* _STATED EXERCISE_
Pick out every line in the records that contains the word "below" and copy each one in full.

* _RAW RECORDS_
[BEGIN]

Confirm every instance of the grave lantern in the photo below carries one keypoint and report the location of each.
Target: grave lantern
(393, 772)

[END]
[BEGIN]

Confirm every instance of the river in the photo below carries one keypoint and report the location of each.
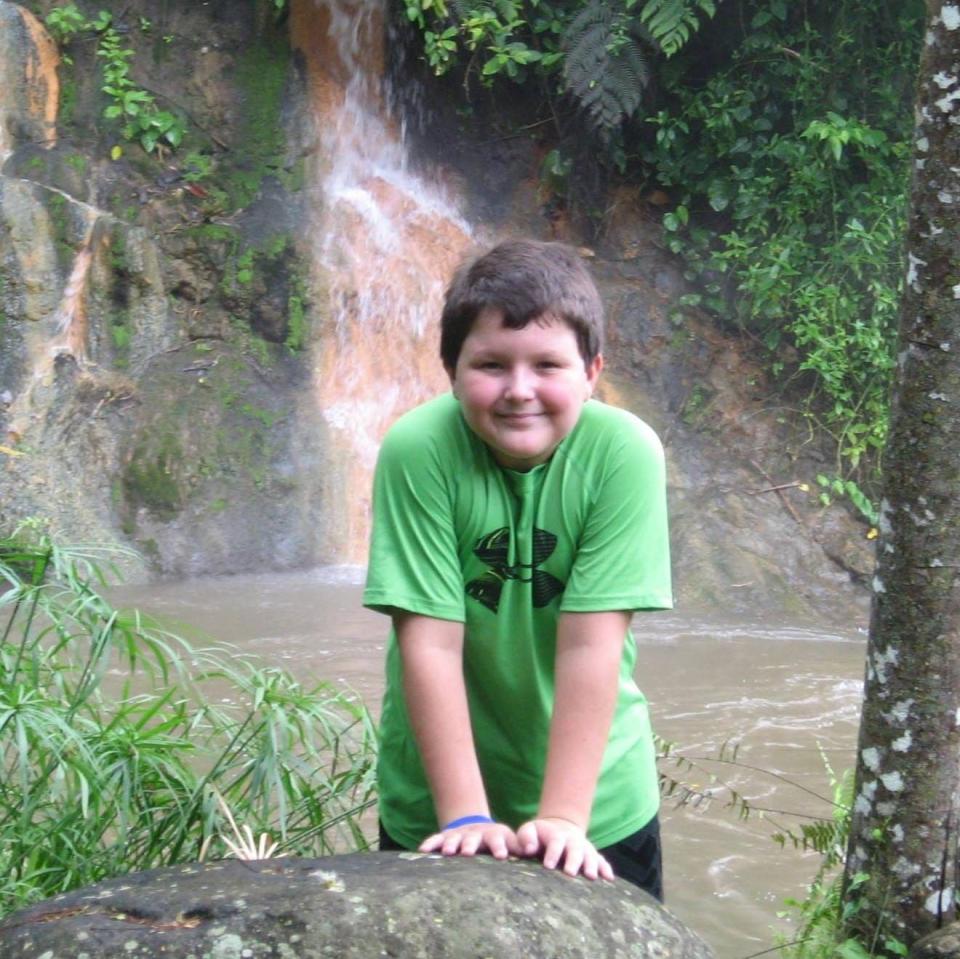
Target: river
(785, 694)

[END]

* _SOLUTION_
Confirm every instance of the grave lantern in the photo below carries one keypoint and report the location of each.
Confirm every instance of the river in the photo below carries one keypoint and report the location of each.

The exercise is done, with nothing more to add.